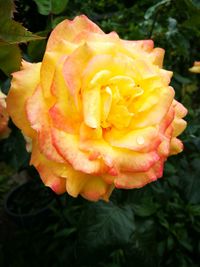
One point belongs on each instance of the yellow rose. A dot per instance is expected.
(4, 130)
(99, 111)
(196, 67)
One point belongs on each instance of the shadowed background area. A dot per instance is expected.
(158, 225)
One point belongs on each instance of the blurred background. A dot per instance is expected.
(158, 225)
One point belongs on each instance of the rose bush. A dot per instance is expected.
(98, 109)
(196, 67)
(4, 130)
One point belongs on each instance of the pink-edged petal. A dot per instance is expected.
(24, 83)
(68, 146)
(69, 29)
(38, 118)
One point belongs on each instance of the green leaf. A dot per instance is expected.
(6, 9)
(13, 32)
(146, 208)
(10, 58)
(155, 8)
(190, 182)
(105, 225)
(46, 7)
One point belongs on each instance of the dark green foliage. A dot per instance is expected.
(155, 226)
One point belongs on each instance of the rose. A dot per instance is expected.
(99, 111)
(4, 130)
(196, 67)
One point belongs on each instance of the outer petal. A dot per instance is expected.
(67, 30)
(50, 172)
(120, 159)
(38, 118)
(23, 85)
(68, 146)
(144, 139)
--
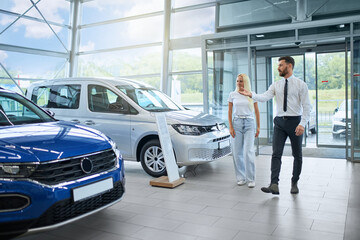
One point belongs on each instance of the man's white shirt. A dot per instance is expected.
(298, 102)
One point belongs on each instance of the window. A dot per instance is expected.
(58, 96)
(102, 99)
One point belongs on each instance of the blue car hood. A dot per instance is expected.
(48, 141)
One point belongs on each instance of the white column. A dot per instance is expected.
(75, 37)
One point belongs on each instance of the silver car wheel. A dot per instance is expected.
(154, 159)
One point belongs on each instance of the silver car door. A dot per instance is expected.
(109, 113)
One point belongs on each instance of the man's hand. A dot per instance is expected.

» **Exercise description**
Reproduce verbatim the lines from the one containing "One point belongs on each instance of the blue" up to and including the one containing "One point belongs on each instance of the man's hand.".

» **Solution for this task**
One point belongs on each instance of the blue car hood. A dot per instance is expected.
(48, 141)
One point belongs on each instance of the white column. A dot per instance is expected.
(75, 37)
One point belongs on each instance of the silver car wheel. A dot per instance is expected.
(154, 159)
One point belongs on each instance of the silver car door. A dot per instance is expected.
(109, 113)
One point belongs on each instance of the man's hand. A dot per instance is expected.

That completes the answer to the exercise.